--- Exercise text ---
═══

My name is Sean O’Connor, and I am a rising senior at Franklin and Marshall College. I am majoring in environmental science and after I graduate, I plan to apply to law schools to eventually pursue a career in environmental policy. Through my studies at Franklin and Marshall, and my internship at CEET, I have become increasingly passionate about the environment and how it affects public health.
What is your summer research project?
This summer, I worked in collaboration with Shane Schechter under the supervision of Marilyn Howarth, MD, and Adrian Wood, MPH to investigate the hazards auto-related businesses in Elmwood and Kingsessing pose to the environment and community. In recent years, there have been many junkyard fires in Southwest Philadelphia that pose a threat to residents’ health and safety. There were also concerns about chemicals and heavy metals leaching from cars sitting in junkyards and auto shops. We met with the Southwest Dev Corporation and learned about the sheer quantity of these businesses as well as the community’s environmental health and safety concerns. Using sources like Google Earth, the Philadelphia Licensing and Inspection database, and historical maps, we identified six different categories of hazards at the businesses we studied: fire, water, soil, air, and lead hazards, as well as infectious disease risk. Then I used ArcGIS to map and identify hotspots where there were clusters of multiple hazards, as well as measure the distance between hazardous sites and schools and playgrounds. We also took soil samples from sites we identified as having a possible lead hazard, which Shane and Adrian then analyzed using an XRF heavy metal detector to detect metals like zinc and lead. Additionally, due to the resident’s concerns about possible illegal activity at these businesses, I conducted an analysis of the violent and property crime rate in the last 30 days in Elmwood and Kingsessing.
What are the implications of your research?

═══

[Phrase grounding data]
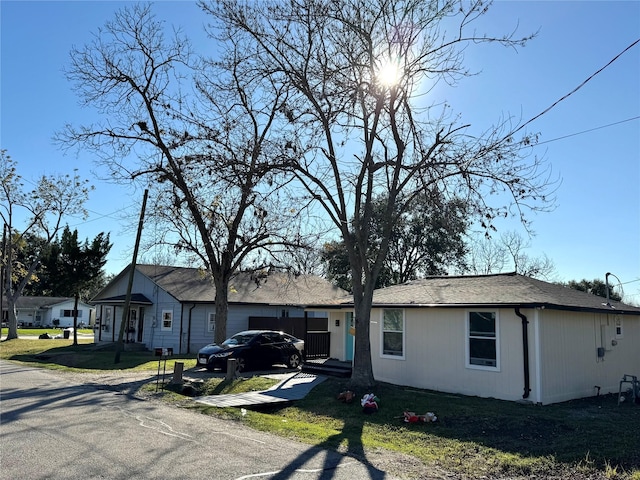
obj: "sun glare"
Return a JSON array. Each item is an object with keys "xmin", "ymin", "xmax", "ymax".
[{"xmin": 378, "ymin": 60, "xmax": 400, "ymax": 87}]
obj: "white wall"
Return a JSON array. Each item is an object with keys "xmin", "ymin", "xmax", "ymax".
[{"xmin": 540, "ymin": 310, "xmax": 640, "ymax": 403}]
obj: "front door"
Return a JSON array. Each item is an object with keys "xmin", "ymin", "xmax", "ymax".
[
  {"xmin": 344, "ymin": 312, "xmax": 356, "ymax": 362},
  {"xmin": 137, "ymin": 307, "xmax": 144, "ymax": 343}
]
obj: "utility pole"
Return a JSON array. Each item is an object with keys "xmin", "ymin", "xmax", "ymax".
[{"xmin": 113, "ymin": 189, "xmax": 149, "ymax": 363}]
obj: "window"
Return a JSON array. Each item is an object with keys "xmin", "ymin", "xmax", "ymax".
[
  {"xmin": 382, "ymin": 309, "xmax": 404, "ymax": 358},
  {"xmin": 161, "ymin": 310, "xmax": 173, "ymax": 331},
  {"xmin": 614, "ymin": 315, "xmax": 623, "ymax": 338},
  {"xmin": 467, "ymin": 312, "xmax": 498, "ymax": 369}
]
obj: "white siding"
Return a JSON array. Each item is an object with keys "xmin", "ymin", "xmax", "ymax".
[
  {"xmin": 371, "ymin": 309, "xmax": 524, "ymax": 400},
  {"xmin": 540, "ymin": 310, "xmax": 640, "ymax": 404}
]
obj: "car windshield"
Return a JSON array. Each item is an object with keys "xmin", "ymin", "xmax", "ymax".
[{"xmin": 222, "ymin": 333, "xmax": 255, "ymax": 346}]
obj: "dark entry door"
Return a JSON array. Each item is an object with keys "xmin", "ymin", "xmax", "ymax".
[{"xmin": 136, "ymin": 307, "xmax": 144, "ymax": 343}]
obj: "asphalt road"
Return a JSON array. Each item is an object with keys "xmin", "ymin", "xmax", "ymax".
[{"xmin": 0, "ymin": 361, "xmax": 402, "ymax": 480}]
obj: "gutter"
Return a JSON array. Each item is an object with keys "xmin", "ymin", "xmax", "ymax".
[
  {"xmin": 515, "ymin": 307, "xmax": 531, "ymax": 399},
  {"xmin": 185, "ymin": 303, "xmax": 196, "ymax": 353}
]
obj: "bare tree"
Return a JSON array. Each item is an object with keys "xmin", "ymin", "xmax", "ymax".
[
  {"xmin": 468, "ymin": 230, "xmax": 556, "ymax": 280},
  {"xmin": 0, "ymin": 150, "xmax": 92, "ymax": 340},
  {"xmin": 208, "ymin": 0, "xmax": 553, "ymax": 387},
  {"xmin": 59, "ymin": 5, "xmax": 302, "ymax": 342}
]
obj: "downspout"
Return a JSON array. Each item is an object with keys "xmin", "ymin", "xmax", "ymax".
[
  {"xmin": 186, "ymin": 303, "xmax": 196, "ymax": 353},
  {"xmin": 515, "ymin": 307, "xmax": 531, "ymax": 398},
  {"xmin": 178, "ymin": 303, "xmax": 184, "ymax": 354}
]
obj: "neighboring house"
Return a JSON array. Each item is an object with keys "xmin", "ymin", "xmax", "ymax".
[
  {"xmin": 2, "ymin": 296, "xmax": 95, "ymax": 327},
  {"xmin": 92, "ymin": 265, "xmax": 345, "ymax": 354},
  {"xmin": 308, "ymin": 274, "xmax": 640, "ymax": 404}
]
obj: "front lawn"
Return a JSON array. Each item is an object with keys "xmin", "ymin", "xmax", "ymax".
[{"xmin": 0, "ymin": 339, "xmax": 640, "ymax": 480}]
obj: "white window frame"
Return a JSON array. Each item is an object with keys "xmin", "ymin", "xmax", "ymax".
[
  {"xmin": 380, "ymin": 308, "xmax": 407, "ymax": 360},
  {"xmin": 613, "ymin": 315, "xmax": 624, "ymax": 340},
  {"xmin": 160, "ymin": 310, "xmax": 173, "ymax": 332},
  {"xmin": 464, "ymin": 308, "xmax": 500, "ymax": 372}
]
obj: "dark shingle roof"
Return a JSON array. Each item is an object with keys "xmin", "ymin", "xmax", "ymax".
[
  {"xmin": 136, "ymin": 265, "xmax": 345, "ymax": 305},
  {"xmin": 312, "ymin": 273, "xmax": 640, "ymax": 315}
]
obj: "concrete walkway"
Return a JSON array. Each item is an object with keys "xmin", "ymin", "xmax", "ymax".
[{"xmin": 194, "ymin": 372, "xmax": 326, "ymax": 407}]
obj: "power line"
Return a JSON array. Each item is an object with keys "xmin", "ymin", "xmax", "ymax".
[
  {"xmin": 511, "ymin": 38, "xmax": 640, "ymax": 135},
  {"xmin": 533, "ymin": 115, "xmax": 640, "ymax": 147}
]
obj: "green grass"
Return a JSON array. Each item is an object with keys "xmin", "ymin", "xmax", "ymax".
[
  {"xmin": 0, "ymin": 338, "xmax": 196, "ymax": 372},
  {"xmin": 0, "ymin": 339, "xmax": 640, "ymax": 480}
]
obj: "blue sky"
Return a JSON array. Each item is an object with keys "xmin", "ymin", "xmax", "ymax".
[{"xmin": 0, "ymin": 0, "xmax": 640, "ymax": 303}]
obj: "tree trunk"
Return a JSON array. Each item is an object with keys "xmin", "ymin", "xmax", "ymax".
[
  {"xmin": 73, "ymin": 293, "xmax": 80, "ymax": 345},
  {"xmin": 5, "ymin": 295, "xmax": 18, "ymax": 340},
  {"xmin": 350, "ymin": 269, "xmax": 375, "ymax": 390},
  {"xmin": 213, "ymin": 275, "xmax": 229, "ymax": 344}
]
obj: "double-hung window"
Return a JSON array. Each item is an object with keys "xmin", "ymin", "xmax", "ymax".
[
  {"xmin": 160, "ymin": 310, "xmax": 173, "ymax": 332},
  {"xmin": 207, "ymin": 312, "xmax": 216, "ymax": 333},
  {"xmin": 382, "ymin": 308, "xmax": 405, "ymax": 358},
  {"xmin": 467, "ymin": 311, "xmax": 499, "ymax": 370}
]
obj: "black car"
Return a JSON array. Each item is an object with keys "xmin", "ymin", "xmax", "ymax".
[{"xmin": 198, "ymin": 330, "xmax": 302, "ymax": 372}]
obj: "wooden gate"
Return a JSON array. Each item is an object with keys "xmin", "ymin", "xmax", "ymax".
[{"xmin": 249, "ymin": 317, "xmax": 331, "ymax": 358}]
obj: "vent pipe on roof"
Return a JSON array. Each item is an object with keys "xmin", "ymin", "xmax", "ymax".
[{"xmin": 515, "ymin": 307, "xmax": 531, "ymax": 398}]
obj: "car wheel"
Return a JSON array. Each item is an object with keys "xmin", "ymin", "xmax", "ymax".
[{"xmin": 287, "ymin": 352, "xmax": 302, "ymax": 368}]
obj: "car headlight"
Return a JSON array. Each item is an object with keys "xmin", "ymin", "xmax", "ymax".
[{"xmin": 213, "ymin": 352, "xmax": 233, "ymax": 358}]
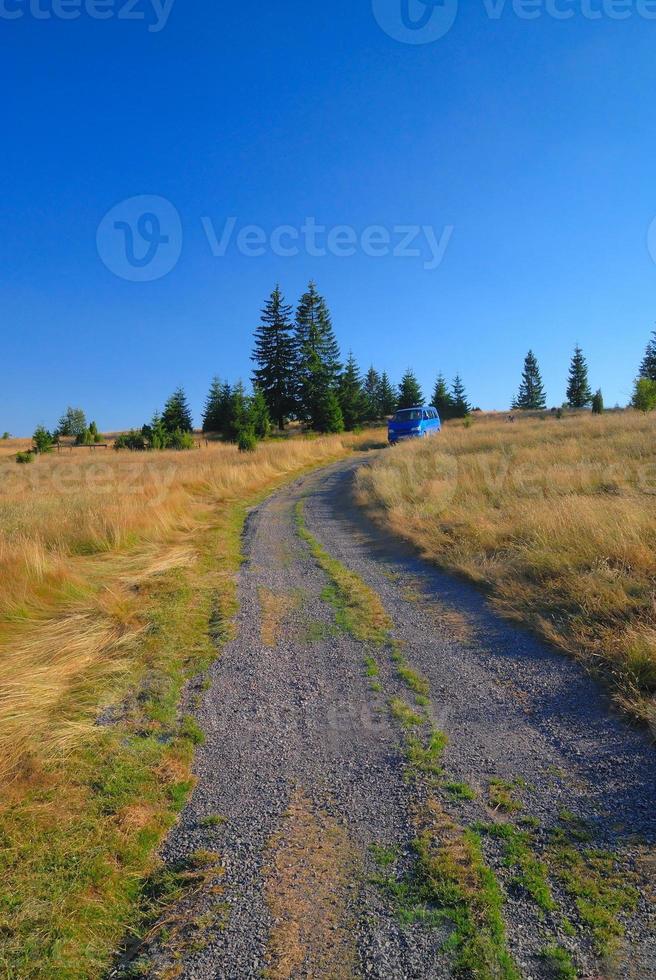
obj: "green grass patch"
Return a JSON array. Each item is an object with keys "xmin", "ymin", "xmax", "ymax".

═══

--- Questions ---
a - Do these statements agree with the student research profile above the data? (i) Sean analyzed the soil samples himself. (ii) ArcGIS was used to measure how far hazardous sites were from schools and playgrounds. (iii) The crime analysis covered the last 30 days. Answer yes or no for each, quoting the deciding words from the profile.
b - Continue the student research profile from its final line by writing the next part, which answers the question it ends on.

--- Exercise answers ---
a -
(i) No: "which Shane and Adrian then analyzed using an XRF heavy metal detector"
(ii) Yes: "I used ArcGIS to map and identify hotspots where there were clusters of multiple hazards, as well as measure the distance between hazardous sites and schools and playgrounds"
(iii) Yes: "the violent and property crime rate in the last 30 days in Elmwood and Kingsessing"

b -
There are many hazards that auto shops and junkyards pose to their surrounding community, and even when these businesses receive citations for being unsafe, these issues can go unresolved for years. In the meantime, these sites are contaminating the air, soil, and water, potentially creating or worsening existing health conditions like cardiovascular disease. Therefore, inspections of sites with active citations should be conducted more frequently, especially at sites near schools and playgrounds, and Philadelphia Licensing and Inspection should require quicker remedying of violations to ensure the health and safety of residents. Additionally, more soil testing should be conducted and remediation should be considered for sites identified as having elevated levels of heavy metals in the soil. Also, a more in depth study should be conducted to determine if there is a relationship between the number of auto related businesses in a neighborhood and crime.
What new skills have you gained from your research?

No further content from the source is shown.